====== Fragmento ======

Rivette fue producto del ambiente cinéfilo del París de posguerra. En aquellos años en los que los jóvenes leones de la Nouvelle Vague se dedicaban a arremeter contra el «cinéma du papa» en artículos de revistas y a asistir a proyecciones nocturnas de Frank Tashlin y Jerry Lewis en la Cinémathèque Française, Rivette destacaba como el más apasionado cinéfilo de todos. Como joven entusiasta del cine, se unió al grupo de críticos que fundarían la legendaria revista Cahiers du Cinéma. Desde el inicio de su carrera, alternó entre sus dos grandes pasiones: la crítica y la realización cinematográfica, desarrollando finalmente un cine autoconsciente, crítico de su propio lugar en la historia del cine. Aunque gran parte de sus mejores obras siguen siendo poco vistas, su carrera de seis décadas revela una filmografía que podría ser la más espectacular de toda la generación de la Nouvelle Vague.

Jacques Rivette nació el 1 de marzo de 1928 en Ruan. En 1950, ya en París, se involucró con el Ciné-Club du Quartier Latin y escribió artículos para su boletín, la Gazette du Cinéma, editada por Éric Rohmer. Durante este período, también dirigió sus primeros cortometrajes: Aux Quatre Coins (En cuatro esquinas, 1948), Le Quadrille (El cuadrille, 1950) y Le Divertissement (El entretenimiento, 1952). Su amistad con Rohmer lo llevó a integrarse en la naciente Cahiers du Cinéma, bajo la dirección de André Bazin y Jacques Doniol-Valcroze.

Durante los años 1952 y 1953, mientras se consolidaba el núcleo del grupo de Cahiers du Cinéma, compuesto por Rivette, Rohmer, Godard, Truffaut y Chabrol, Rivette comenzó a escribir para la revista, centrándose principalmente en el cine estadounidense de las décadas de 1940 y 1950. En estos textos, argumentaba en contra del estancado «cinéma de qualité» francés, en favor de un cine estadounidense más audaz y desenfrenado, que consideraba más vital y enérgico. Admiraba a cineastas como Howard Hawks, John Ford, Nicholas Ray y Fritz Lang, a quienes veía como exponentes de una vitalidad específicamente norteamericana.

Los críticos de Cahiers no solo analizaban películas, sino que aspiraban a hacer cine propio, buscando trasladar sus ideas al lenguaje cinematográfico. Rivette trabajó como asistente de Jacques Becker y Jean Renoir, y cuando Truffaut y Rohmer filmaron sus primeros cortometrajes, él se desempeñó como su camarógrafo. Luego, en 1958—antes que Truffaut, Godard o Rohmer, y solo después de Chabrol—Rivette comenzó a rodar su primer largometraje. Con escasos fondos, llevó adelante la producción de Paris nous appartient a lo largo de dos años, utilizando equipos prestados, fragmentos de celuloide sobrante y el tiempo libre de sus actores.

====== Material ======

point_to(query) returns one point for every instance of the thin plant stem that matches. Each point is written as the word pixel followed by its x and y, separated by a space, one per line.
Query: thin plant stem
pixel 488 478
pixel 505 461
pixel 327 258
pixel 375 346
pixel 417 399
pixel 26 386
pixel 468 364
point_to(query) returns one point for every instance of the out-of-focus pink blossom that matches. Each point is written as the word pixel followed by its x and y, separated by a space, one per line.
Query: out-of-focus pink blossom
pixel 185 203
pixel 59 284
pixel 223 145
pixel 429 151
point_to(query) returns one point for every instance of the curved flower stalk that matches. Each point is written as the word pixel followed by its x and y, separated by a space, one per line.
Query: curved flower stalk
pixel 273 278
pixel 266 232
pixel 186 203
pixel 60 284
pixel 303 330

======

* _Ejercicios_:
1 - Devuelve sin cambios el pasaje del texto sobre Rivette que empieza con las palabras que contienen "Los críticos de" y termina con "de sus actores.".
2 - Reanuda el texto sobre Rivette a partir del punto en que se detiene.

* _Respuestas en orden_:
1 -
Los críticos de Cahiers no solo analizaban películas, sino que aspiraban a hacer cine propio, buscando trasladar sus ideas al lenguaje cinematográfico. Rivette trabajó como asistente de Jacques Becker y Jean Renoir, y cuando Truffaut y Rohmer filmaron sus primeros cortometrajes, él se desempeñó como su camarógrafo. Luego, en 1958—antes que Truffaut, Godard o Rohmer, y solo después de Chabrol—Rivette comenzó a rodar su primer largometraje. Con escasos fondos, llevó adelante la producción de Paris nous appartient a lo largo de dos años, utilizando equipos prestados, fragmentos de celuloide sobrante y el tiempo libre de sus actores.

2 -
La película narra la historia de un grupo de artistas que ensayan una representación de Péricles (1608) de Shakespeare. Sin embargo, funciona simultáneamente como un retrato realista de la bohemia parisina a finales de los años cincuenta y como una inquietante y modernista visión de un mundo donde todo parece formar parte de una vasta conspiración o, por el contrario, carecer de cualquier conexión con el resto. Paris nous appartient no decide cuál de estas posibilidades es más aterradora, pero su atmósfera de paranoia evoca los antecedentes del modernismo literario, como Kafka y Borges, mientras que anticipa el cine conspirativo que más tarde dominaría los grandes éxitos de Hollywood.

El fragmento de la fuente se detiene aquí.